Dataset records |
::::::::

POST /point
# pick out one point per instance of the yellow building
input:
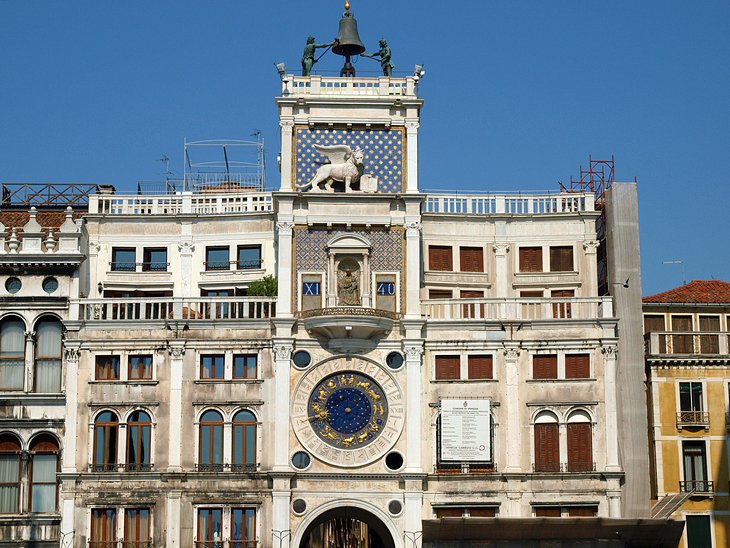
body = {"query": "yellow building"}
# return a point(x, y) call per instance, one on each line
point(687, 341)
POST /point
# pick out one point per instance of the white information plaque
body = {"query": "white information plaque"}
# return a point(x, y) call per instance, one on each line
point(465, 430)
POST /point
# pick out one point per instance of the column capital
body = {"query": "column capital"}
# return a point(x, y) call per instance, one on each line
point(511, 353)
point(285, 227)
point(501, 248)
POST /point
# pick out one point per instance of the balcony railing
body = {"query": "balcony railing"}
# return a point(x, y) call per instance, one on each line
point(697, 486)
point(176, 309)
point(518, 309)
point(693, 418)
point(510, 204)
point(687, 343)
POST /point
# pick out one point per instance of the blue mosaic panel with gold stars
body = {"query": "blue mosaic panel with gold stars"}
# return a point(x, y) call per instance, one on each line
point(384, 153)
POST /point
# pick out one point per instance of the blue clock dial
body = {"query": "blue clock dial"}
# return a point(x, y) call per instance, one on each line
point(347, 410)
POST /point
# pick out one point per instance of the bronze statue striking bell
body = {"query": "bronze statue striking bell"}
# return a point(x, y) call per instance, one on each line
point(348, 43)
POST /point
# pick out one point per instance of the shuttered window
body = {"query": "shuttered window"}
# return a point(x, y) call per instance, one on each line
point(530, 259)
point(448, 367)
point(547, 511)
point(471, 259)
point(440, 258)
point(580, 447)
point(545, 366)
point(561, 259)
point(480, 367)
point(547, 448)
point(577, 366)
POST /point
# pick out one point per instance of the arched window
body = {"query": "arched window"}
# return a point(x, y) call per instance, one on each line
point(243, 456)
point(9, 474)
point(139, 437)
point(44, 466)
point(211, 441)
point(580, 442)
point(547, 443)
point(12, 354)
point(48, 355)
point(106, 432)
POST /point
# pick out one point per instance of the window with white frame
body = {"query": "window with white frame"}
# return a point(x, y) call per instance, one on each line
point(215, 433)
point(229, 526)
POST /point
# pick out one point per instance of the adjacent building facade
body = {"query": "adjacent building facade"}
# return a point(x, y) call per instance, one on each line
point(686, 332)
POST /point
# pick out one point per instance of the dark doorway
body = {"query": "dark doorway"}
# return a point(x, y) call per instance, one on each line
point(347, 527)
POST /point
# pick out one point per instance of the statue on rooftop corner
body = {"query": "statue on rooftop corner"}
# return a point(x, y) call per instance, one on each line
point(345, 166)
point(385, 58)
point(308, 59)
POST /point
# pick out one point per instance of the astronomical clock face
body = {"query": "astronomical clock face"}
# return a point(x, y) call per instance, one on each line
point(348, 414)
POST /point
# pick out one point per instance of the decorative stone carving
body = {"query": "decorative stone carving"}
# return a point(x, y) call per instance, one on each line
point(511, 353)
point(413, 353)
point(282, 352)
point(413, 229)
point(285, 228)
point(176, 352)
point(591, 246)
point(345, 166)
point(501, 248)
point(72, 354)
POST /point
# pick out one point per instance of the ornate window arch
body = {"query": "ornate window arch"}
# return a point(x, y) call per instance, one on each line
point(44, 450)
point(10, 452)
point(12, 353)
point(48, 354)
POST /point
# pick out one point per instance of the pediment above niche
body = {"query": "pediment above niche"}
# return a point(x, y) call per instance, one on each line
point(349, 243)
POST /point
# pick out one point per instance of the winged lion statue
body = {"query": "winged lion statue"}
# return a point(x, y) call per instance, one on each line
point(345, 166)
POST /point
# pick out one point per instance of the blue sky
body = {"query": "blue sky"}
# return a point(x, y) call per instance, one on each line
point(518, 94)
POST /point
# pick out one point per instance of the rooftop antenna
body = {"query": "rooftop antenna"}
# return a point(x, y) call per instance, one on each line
point(679, 261)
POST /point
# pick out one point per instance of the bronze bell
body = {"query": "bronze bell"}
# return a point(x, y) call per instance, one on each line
point(348, 43)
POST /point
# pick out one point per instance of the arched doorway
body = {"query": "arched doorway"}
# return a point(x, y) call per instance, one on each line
point(347, 527)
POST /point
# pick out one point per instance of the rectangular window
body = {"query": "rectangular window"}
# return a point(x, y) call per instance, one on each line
point(210, 527)
point(548, 511)
point(107, 368)
point(577, 366)
point(140, 367)
point(695, 466)
point(448, 367)
point(249, 257)
point(480, 367)
point(440, 258)
point(698, 531)
point(245, 366)
point(682, 342)
point(124, 259)
point(103, 528)
point(709, 337)
point(137, 528)
point(562, 309)
point(211, 366)
point(217, 258)
point(561, 258)
point(154, 259)
point(471, 259)
point(530, 259)
point(243, 527)
point(545, 366)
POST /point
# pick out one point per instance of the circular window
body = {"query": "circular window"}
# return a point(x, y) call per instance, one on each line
point(394, 461)
point(299, 506)
point(50, 285)
point(300, 460)
point(395, 507)
point(13, 285)
point(394, 360)
point(302, 358)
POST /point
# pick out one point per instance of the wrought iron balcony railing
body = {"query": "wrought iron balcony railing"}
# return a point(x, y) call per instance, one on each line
point(693, 418)
point(697, 486)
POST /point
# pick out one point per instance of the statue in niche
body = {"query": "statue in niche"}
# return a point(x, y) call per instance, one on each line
point(348, 287)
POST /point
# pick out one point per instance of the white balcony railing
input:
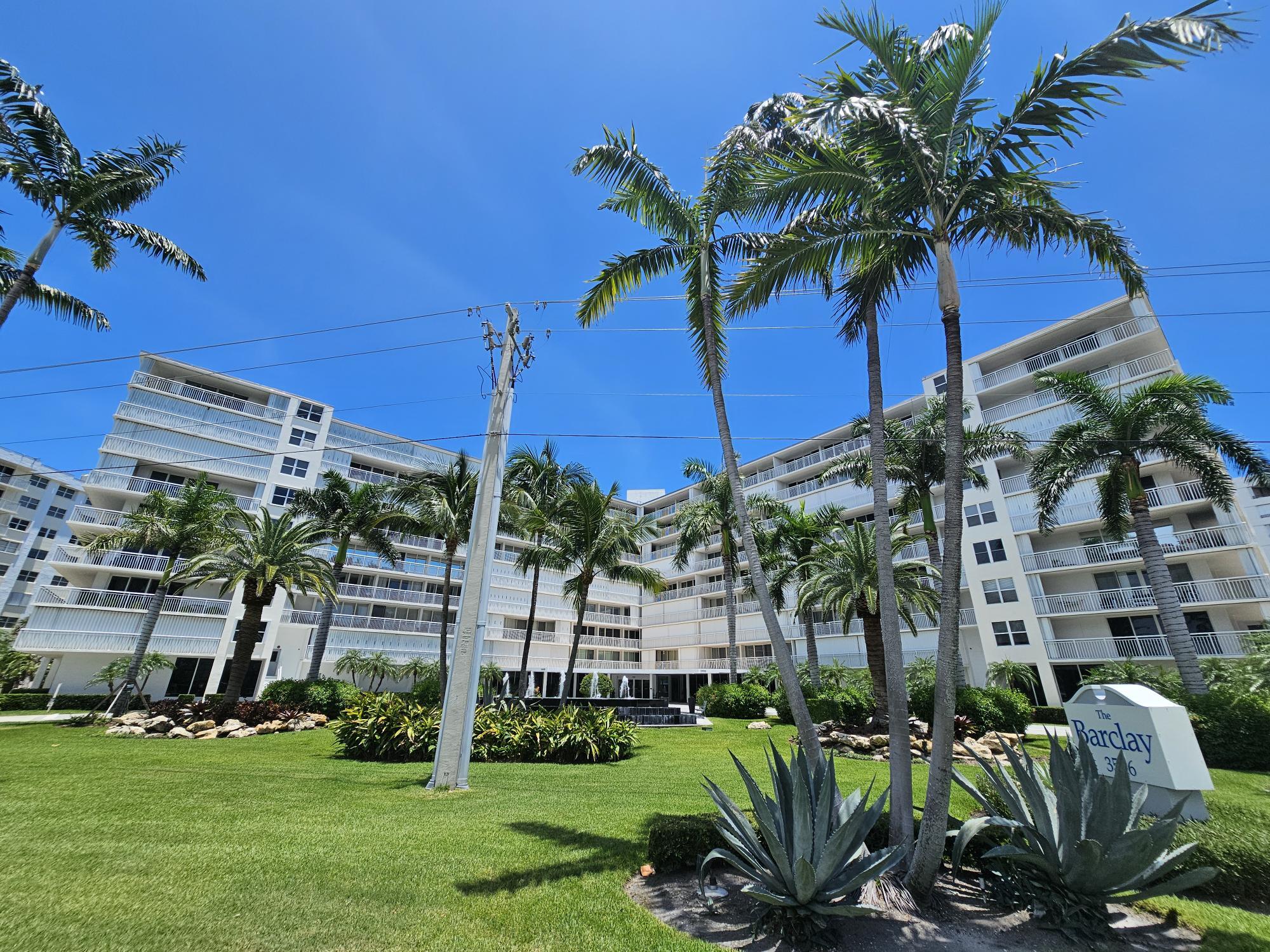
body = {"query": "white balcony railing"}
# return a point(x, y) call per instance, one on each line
point(1081, 346)
point(1189, 541)
point(208, 397)
point(1229, 644)
point(1245, 588)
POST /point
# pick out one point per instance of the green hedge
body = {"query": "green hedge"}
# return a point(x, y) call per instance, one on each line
point(725, 700)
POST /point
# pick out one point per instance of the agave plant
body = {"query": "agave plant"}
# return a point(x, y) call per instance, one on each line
point(808, 860)
point(1078, 840)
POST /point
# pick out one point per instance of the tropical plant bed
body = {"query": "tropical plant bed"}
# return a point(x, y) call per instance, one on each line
point(961, 921)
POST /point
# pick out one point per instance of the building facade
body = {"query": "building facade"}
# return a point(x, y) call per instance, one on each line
point(1061, 602)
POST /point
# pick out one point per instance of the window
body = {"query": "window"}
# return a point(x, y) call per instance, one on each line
point(991, 552)
point(1010, 634)
point(999, 591)
point(311, 412)
point(981, 515)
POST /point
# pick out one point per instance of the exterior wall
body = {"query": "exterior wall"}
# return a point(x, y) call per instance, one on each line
point(1053, 601)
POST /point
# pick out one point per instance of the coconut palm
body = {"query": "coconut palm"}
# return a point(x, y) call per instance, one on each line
point(695, 246)
point(787, 544)
point(78, 195)
point(843, 579)
point(1117, 432)
point(440, 503)
point(534, 487)
point(590, 541)
point(350, 516)
point(186, 526)
point(265, 555)
point(921, 158)
point(708, 515)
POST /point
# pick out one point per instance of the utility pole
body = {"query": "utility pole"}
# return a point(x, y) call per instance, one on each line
point(455, 744)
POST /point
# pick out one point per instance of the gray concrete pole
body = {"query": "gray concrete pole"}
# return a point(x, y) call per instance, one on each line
point(455, 744)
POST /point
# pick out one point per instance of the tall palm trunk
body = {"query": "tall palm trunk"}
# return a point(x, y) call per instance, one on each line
point(445, 611)
point(27, 276)
point(523, 678)
point(876, 654)
point(901, 831)
point(1170, 607)
point(730, 601)
point(807, 734)
point(250, 635)
point(577, 640)
point(328, 610)
point(139, 652)
point(929, 851)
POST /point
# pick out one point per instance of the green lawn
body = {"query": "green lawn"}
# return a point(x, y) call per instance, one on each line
point(275, 843)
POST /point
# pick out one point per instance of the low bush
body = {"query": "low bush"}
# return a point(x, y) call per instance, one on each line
point(1233, 728)
point(392, 728)
point(725, 700)
point(328, 696)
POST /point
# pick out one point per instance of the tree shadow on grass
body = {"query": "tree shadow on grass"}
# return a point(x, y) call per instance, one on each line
point(604, 855)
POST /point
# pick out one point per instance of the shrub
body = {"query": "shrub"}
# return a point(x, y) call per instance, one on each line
point(392, 728)
point(1233, 729)
point(725, 700)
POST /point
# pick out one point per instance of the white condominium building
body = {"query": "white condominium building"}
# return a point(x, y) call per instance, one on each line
point(1062, 602)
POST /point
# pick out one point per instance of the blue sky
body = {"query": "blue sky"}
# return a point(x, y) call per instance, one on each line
point(358, 162)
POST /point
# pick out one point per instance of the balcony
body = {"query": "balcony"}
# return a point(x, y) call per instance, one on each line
point(144, 487)
point(1106, 553)
point(1067, 352)
point(1244, 588)
point(1222, 644)
point(190, 392)
point(68, 597)
point(1111, 378)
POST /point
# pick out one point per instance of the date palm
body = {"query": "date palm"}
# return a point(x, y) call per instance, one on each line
point(350, 516)
point(920, 158)
point(591, 541)
point(787, 544)
point(534, 488)
point(1117, 432)
point(843, 579)
point(697, 244)
point(78, 195)
point(440, 503)
point(186, 526)
point(708, 515)
point(266, 555)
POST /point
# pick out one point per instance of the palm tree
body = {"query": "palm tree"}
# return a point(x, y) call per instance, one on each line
point(712, 513)
point(843, 578)
point(186, 526)
point(921, 159)
point(350, 515)
point(787, 549)
point(1117, 432)
point(695, 246)
point(83, 196)
point(440, 503)
point(535, 484)
point(266, 555)
point(590, 541)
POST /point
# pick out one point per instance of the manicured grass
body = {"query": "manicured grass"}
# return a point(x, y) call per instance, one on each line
point(276, 843)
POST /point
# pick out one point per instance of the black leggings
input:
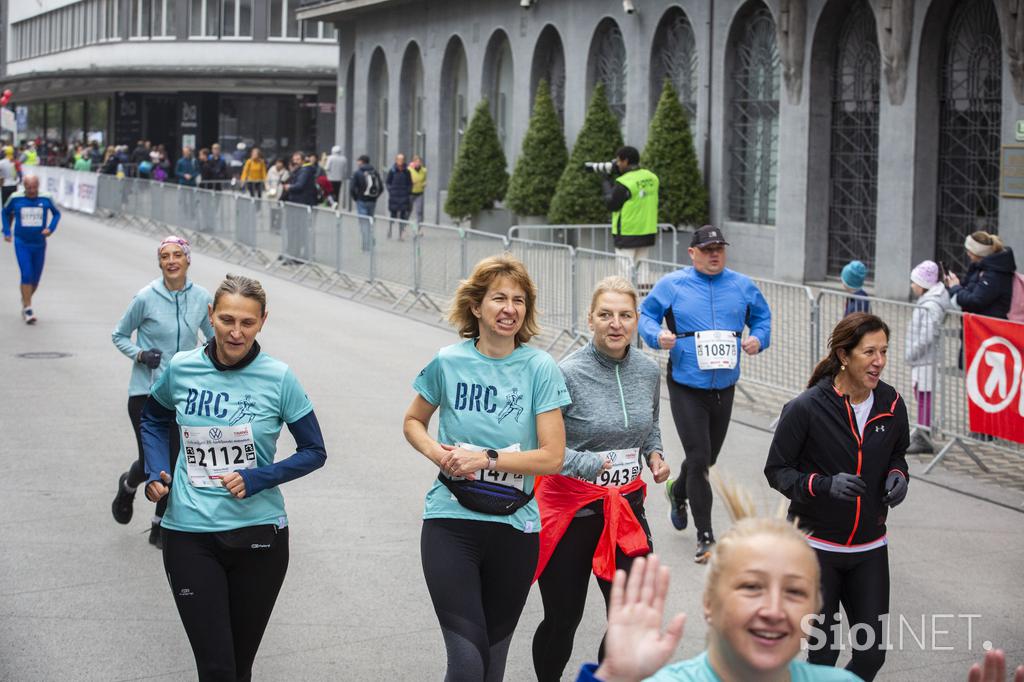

::::::::

Set problem | Write out the records word for word, starting from their first line and ending with the line that contains "point(465, 430)". Omit the pictures from your copy.

Solution to the exercise |
POST /point
# pick out one point per instance of the yellow building
input:
body = {"query": "yellow building"}
# return a point(x, y) call per instance, one on each line
point(687, 341)
POST /point
# pick out one point per instance of the white information plaque
body = {"query": "white information plaque"}
# return a point(x, y) call per instance, one on each line
point(465, 430)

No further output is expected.